Exercise instructions: Copy the first line of the material below and every later line through the line containing "Locate every instance of the barred", without any other output.

Data to examine:
=== Begin Enclosure ===

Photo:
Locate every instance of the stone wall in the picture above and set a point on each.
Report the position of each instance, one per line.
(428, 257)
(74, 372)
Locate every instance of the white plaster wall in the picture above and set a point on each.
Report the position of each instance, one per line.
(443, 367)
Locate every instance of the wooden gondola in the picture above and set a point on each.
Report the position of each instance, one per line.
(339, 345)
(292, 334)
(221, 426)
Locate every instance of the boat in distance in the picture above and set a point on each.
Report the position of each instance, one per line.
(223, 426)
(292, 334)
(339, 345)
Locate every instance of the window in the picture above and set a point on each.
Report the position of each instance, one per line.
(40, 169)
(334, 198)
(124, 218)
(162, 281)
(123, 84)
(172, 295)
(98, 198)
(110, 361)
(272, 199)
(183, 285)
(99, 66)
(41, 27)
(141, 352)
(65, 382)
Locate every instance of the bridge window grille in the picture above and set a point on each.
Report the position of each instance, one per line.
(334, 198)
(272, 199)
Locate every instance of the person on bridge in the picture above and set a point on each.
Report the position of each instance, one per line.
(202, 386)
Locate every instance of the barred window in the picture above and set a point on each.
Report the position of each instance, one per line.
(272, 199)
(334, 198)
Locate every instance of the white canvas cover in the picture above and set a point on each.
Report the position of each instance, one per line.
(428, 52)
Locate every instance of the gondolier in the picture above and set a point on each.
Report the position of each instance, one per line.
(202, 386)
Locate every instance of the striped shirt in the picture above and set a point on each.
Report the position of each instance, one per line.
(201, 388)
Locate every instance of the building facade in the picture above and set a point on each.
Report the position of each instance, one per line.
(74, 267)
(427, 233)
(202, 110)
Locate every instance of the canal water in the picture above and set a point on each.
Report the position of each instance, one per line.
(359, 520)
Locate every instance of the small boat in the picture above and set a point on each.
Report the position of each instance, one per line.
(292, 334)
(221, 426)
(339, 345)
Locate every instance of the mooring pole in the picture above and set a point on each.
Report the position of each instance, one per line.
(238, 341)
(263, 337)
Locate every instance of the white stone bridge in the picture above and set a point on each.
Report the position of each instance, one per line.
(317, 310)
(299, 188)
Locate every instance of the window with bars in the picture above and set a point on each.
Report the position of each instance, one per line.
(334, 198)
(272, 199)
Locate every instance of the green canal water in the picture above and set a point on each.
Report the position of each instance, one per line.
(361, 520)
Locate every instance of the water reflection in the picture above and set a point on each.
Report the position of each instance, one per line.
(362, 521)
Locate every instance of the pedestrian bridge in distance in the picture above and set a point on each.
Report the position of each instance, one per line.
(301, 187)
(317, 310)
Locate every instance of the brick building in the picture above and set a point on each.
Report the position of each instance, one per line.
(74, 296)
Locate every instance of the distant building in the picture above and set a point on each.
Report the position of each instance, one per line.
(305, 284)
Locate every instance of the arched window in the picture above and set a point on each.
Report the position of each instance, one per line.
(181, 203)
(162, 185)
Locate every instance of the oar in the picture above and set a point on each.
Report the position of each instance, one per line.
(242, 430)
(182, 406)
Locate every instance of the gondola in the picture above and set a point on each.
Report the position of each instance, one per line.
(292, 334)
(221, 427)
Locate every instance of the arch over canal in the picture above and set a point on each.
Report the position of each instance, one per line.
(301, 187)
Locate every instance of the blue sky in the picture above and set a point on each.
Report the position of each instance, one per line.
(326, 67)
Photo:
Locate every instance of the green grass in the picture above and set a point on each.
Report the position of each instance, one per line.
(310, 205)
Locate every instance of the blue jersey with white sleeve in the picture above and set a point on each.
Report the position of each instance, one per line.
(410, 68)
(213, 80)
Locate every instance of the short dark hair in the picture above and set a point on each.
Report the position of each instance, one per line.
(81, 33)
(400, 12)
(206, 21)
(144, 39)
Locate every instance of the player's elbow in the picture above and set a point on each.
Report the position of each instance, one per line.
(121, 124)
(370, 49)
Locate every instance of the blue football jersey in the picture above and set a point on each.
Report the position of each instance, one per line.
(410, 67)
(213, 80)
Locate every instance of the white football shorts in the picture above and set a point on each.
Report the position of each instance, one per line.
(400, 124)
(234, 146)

=== End Enclosure ===

Solution to this problem:
Photo:
Locate every instance of the stone wall in the picture above and set a point on each.
Report the position of each instance, one per line.
(428, 257)
(74, 372)
Locate every instance of the white plaster wall in the picture above and set a point on each.
Report the position of each instance, one per line.
(443, 367)
Locate every instance of the wooden gondola in the picture above and set a point on each.
Report the position of each instance, one per line.
(339, 345)
(292, 334)
(221, 426)
Locate every instance of the boat in distance in the picture above and set a point on each.
Report the position of each instance, one per line.
(223, 426)
(292, 334)
(339, 345)
Locate every instance of the window in the picture above and set a point on each.
Report the position of each instance, one per line.
(40, 169)
(334, 198)
(124, 218)
(162, 281)
(123, 84)
(172, 295)
(98, 198)
(110, 361)
(272, 199)
(183, 285)
(99, 66)
(41, 27)
(141, 352)
(65, 382)
Locate every instance of the bridge window grille in the picture above and set a point on each.
Report the position of each instance, one per line.
(334, 198)
(272, 199)
Locate every instance of the person on bridge in the picture above and set a point on each.
Report the position of each instance, one per line.
(202, 386)
Locate every instance of the barred window in the picture above and set a point on each.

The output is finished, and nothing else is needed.